AIM:
Convert all of the material below into a JSON list of strings, with one string for each line and no blank lines. Leave the pictures out of your answer.

------ RECORD EXCERPTS ------

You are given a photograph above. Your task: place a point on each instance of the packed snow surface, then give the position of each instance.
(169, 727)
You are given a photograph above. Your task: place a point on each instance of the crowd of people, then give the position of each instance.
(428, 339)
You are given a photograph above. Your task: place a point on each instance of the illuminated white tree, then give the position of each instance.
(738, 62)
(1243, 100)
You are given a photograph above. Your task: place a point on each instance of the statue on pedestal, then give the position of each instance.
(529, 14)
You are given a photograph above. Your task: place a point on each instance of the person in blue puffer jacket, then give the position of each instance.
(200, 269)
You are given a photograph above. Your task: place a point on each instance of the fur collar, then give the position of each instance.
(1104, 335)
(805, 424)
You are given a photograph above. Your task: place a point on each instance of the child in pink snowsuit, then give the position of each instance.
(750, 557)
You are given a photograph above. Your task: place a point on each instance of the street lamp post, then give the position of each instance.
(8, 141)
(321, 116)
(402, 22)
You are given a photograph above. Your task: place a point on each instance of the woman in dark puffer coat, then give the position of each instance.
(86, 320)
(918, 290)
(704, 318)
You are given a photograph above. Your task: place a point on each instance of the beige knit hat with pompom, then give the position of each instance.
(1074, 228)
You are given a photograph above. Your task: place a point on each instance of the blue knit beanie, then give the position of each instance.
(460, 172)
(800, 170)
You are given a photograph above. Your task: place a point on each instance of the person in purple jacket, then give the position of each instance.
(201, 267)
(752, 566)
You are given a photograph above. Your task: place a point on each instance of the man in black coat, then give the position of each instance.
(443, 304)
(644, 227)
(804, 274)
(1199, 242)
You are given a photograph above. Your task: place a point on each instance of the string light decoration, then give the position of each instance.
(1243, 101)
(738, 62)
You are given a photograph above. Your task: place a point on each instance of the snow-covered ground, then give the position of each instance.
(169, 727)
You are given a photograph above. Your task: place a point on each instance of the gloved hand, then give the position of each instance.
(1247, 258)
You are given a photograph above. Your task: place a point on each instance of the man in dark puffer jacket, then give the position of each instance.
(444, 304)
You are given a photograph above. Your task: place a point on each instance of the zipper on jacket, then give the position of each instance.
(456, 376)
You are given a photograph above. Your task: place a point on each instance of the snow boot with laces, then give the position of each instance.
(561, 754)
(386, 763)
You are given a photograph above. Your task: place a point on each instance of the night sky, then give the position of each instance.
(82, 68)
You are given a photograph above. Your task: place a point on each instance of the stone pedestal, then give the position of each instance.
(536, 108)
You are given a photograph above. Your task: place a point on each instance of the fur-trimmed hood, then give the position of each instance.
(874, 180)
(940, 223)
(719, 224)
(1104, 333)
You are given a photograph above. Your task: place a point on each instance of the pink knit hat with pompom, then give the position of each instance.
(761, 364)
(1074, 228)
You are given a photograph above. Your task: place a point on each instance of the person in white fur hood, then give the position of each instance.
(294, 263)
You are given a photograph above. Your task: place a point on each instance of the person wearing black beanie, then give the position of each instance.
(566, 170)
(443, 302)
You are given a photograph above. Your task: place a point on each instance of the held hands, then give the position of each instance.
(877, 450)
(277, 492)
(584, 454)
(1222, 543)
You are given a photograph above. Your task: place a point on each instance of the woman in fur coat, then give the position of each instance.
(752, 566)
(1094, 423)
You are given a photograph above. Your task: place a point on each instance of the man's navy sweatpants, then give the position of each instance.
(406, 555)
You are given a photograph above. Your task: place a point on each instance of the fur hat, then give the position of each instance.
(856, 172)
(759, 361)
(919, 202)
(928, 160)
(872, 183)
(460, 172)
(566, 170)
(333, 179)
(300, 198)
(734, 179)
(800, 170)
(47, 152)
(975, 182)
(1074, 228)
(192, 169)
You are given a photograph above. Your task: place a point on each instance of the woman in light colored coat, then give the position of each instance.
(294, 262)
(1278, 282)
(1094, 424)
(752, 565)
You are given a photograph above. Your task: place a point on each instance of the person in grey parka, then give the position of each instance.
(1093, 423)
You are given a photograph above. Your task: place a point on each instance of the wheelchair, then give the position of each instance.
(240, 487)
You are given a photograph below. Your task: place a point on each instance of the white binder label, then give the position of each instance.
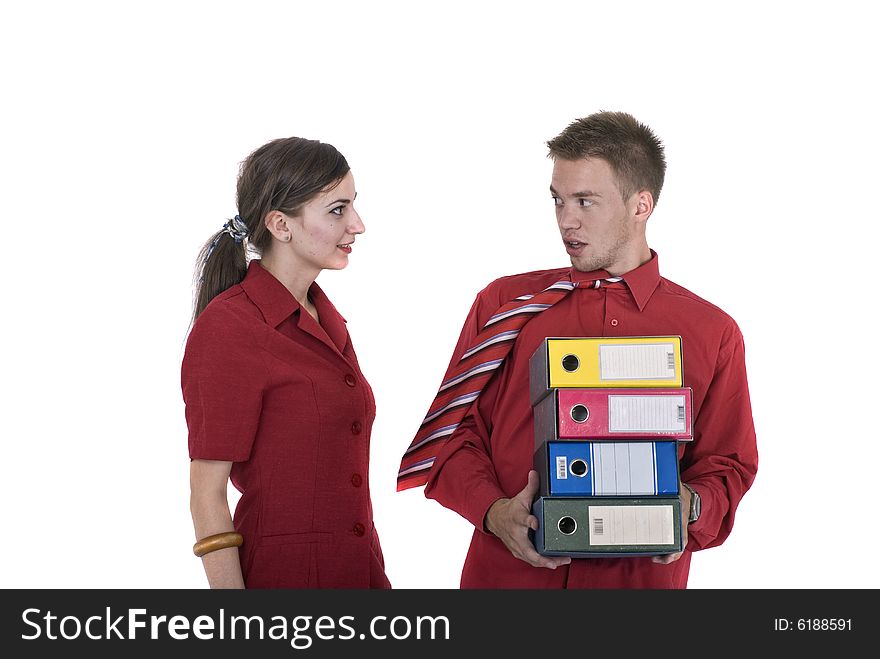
(631, 525)
(624, 468)
(638, 361)
(561, 467)
(646, 414)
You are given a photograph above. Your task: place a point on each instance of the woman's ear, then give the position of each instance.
(278, 225)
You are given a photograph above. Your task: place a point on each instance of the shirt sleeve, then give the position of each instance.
(222, 378)
(463, 477)
(722, 460)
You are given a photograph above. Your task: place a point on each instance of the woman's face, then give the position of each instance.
(322, 235)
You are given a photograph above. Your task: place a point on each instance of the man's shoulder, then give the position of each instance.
(508, 287)
(707, 311)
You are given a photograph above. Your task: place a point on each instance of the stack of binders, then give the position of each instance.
(609, 413)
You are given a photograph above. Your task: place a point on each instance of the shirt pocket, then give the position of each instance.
(289, 560)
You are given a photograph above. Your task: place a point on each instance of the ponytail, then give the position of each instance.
(222, 263)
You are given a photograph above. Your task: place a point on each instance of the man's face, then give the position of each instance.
(597, 225)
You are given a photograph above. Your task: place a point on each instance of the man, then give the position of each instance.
(607, 175)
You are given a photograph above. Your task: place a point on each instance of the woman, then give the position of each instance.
(275, 399)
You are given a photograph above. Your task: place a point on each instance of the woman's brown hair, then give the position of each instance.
(283, 175)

------

RESULT OF THE TASK:
[
  "You are given a photograph above. Your task: place a point on each instance of the packed snow surface, then give the position of each instance.",
  "(169, 727)",
  "You are given a photograph above. Your task: place a point on each instance of the crowd of people, then give the position of each instance.",
  "(428, 339)",
  "You are given a photograph above. Your task: place a point on each instance of the illuminated white tree, then give the position of each instance.",
  "(738, 62)",
  "(1243, 100)",
  "You are given a photograph above. Your task: place a point on each instance of the statue on pedestal, then give the position of each instance.",
  "(529, 14)",
  "You are given a photograph above. Your task: place a point on each instance of the person in blue puffer jacket, then give the position of each instance.",
  "(200, 269)",
  "You are given a photograph above. Your task: place a point on each instance of the fur collar, then give the position of each instance.",
  "(1104, 335)",
  "(805, 424)",
  "You are given a photograph above. Your task: place a point on each instance of the child in pink snowsuit, then give the position of each instance.",
  "(750, 557)",
  "You are given a photograph above. Your task: place a point on each instance of the street lamp post, then give the position of each instance.",
  "(8, 141)",
  "(321, 116)",
  "(402, 22)",
  "You are given a photograph above. Your task: place a point on each instance of the woman in dark puffer coat, then give the position of each instance.",
  "(86, 320)",
  "(918, 290)",
  "(704, 318)",
  "You are given a photograph above. Your task: place a point on each instance of the beige knit hat with pompom, then give the position of each instance.",
  "(1074, 228)",
  "You are given a photograph above. Your task: place a point on each instance of the blue knit beanie, then give the position of each instance.",
  "(460, 172)",
  "(800, 170)",
  "You are given a photograph above. Your task: place a point on each instance of the person in purple jacket, then give the position of each instance.",
  "(201, 267)",
  "(752, 566)",
  "You are given a photograph above. Your task: place a point on each instance of the man in black coat, then give the position of each instance.",
  "(443, 304)",
  "(644, 227)",
  "(804, 274)",
  "(1199, 242)",
  "You are given a photograph above. Your task: place a point on each instance of the string light decoration, then give the position of each instance.",
  "(1243, 101)",
  "(738, 62)",
  "You are given a photograph above. Your task: place a point on each instance of the snow-covered ground, then give the position of each instance.",
  "(169, 727)",
  "You are given a photograph above. Your task: place a point on each instance of the gloved hand, then give the position of each instance.",
  "(1247, 258)",
  "You are given a photograph above. Your task: place a point on each instance of the man in dark puffer jacket, then give the position of each instance.",
  "(444, 304)",
  "You are given a photograph above. Your task: place a point on each instance of the zipper on jacket, then give the position of each instance.",
  "(456, 376)",
  "You are given a photograph above. Your task: place a point on each instance of the snow boot with laces, then give the position of each instance.",
  "(561, 754)",
  "(386, 763)",
  "You are given a photograph above. Your task: place a point on each instance of the night sky, then give the position of each instance.",
  "(82, 68)",
  "You are given a photograph above. Your task: place a point on each instance of the stone pedestal, then give the position of each instance.",
  "(536, 108)",
  "You are given a photograph above. Your task: place a point on each instance of the fur-trimmed hood, then give the position of each instance.",
  "(874, 180)",
  "(940, 223)",
  "(719, 224)",
  "(1104, 333)",
  "You are given a photograph above. Your task: place a point on each instance of the pink knit hat with pompom, then give the position of each instance.",
  "(761, 364)",
  "(1074, 228)",
  "You are given a photograph above. Your task: place a point on each instance of the person in white fur hood, then give the position of each instance.",
  "(294, 263)",
  "You are given a photograph above. Your task: place a point on each instance of the person wearing black beanie, then give the position of each instance.",
  "(566, 170)",
  "(443, 302)",
  "You are given a photograph above. Your task: place a point on each instance of the held hands, then give the position of each instance.",
  "(877, 450)",
  "(277, 492)",
  "(584, 454)",
  "(1222, 543)",
  "You are given a photograph above. Your task: place a point on each instance of the woman in fur coat, then give the position of each instance.",
  "(752, 566)",
  "(1094, 423)",
  "You are given a photograph above. Your task: place a point on each instance of the man's navy sweatpants, then give the position of each instance.",
  "(406, 555)",
  "You are given a photograph above. Your task: place a point on each instance of the fur hat, then give the position of each instance.",
  "(856, 172)",
  "(759, 361)",
  "(919, 202)",
  "(928, 160)",
  "(872, 183)",
  "(460, 172)",
  "(566, 170)",
  "(333, 179)",
  "(300, 198)",
  "(734, 179)",
  "(800, 170)",
  "(47, 152)",
  "(975, 182)",
  "(1074, 228)",
  "(192, 169)",
  "You are given a photograph above. Your task: place a point on each instance of the woman in light colored coat, then give the position of each instance.",
  "(294, 262)",
  "(1278, 282)",
  "(1094, 424)",
  "(752, 565)",
  "You are given a photograph above. Your task: place a point on each instance of the person in grey parka, then give the position of each instance.",
  "(1093, 423)",
  "You are given a photograph above. Your task: place a point on each instance of the wheelchair, then give the position of each instance.",
  "(240, 487)",
  "You are given a photograph below. Your task: place a point on each instance of the white binder label, then give the position of each instance.",
  "(631, 525)",
  "(624, 468)",
  "(638, 361)",
  "(561, 467)",
  "(646, 414)",
  "You are given a photograph above. Your task: place a point on each instance of the woman's ear, then give the position of each instance.",
  "(278, 225)",
  "You are given a photograph above. Your task: place a point on each instance of the shirt sleeve, then give the position of each instance.",
  "(222, 378)",
  "(463, 477)",
  "(722, 460)",
  "You are given a photograph above. Your task: place a point on each instance of the woman's face, then give the position of each instance.",
  "(322, 235)",
  "You are given a photograph above. Your task: place a point on each instance of the man's shoulder, then give the position of each instance.",
  "(508, 287)",
  "(707, 311)",
  "You are given a photograph above. Your task: place a point on each instance of the stack of binders, then give the position of each instance.",
  "(609, 413)",
  "You are given a photograph above. Your task: place a point on each instance of the shirt pocket, then give the position of each instance.",
  "(289, 560)",
  "You are given a photograph above. Your task: place a point on each instance of the ponytail, then give the position of each instance.",
  "(222, 263)",
  "You are given a photograph above. Your task: place a point on each instance of the man's face, then give the position of each instance.",
  "(597, 225)",
  "You are given a photograph above. Your task: place a point on each instance of the man, then give the position of each instance.",
  "(607, 175)",
  "You are given a photograph above. Your task: place a point on each instance of the woman, then give the position of each instance.",
  "(275, 399)",
  "You are given a photograph above. Your task: place a point on each instance of the woman's brown hair, then give the position of each instance.",
  "(283, 175)"
]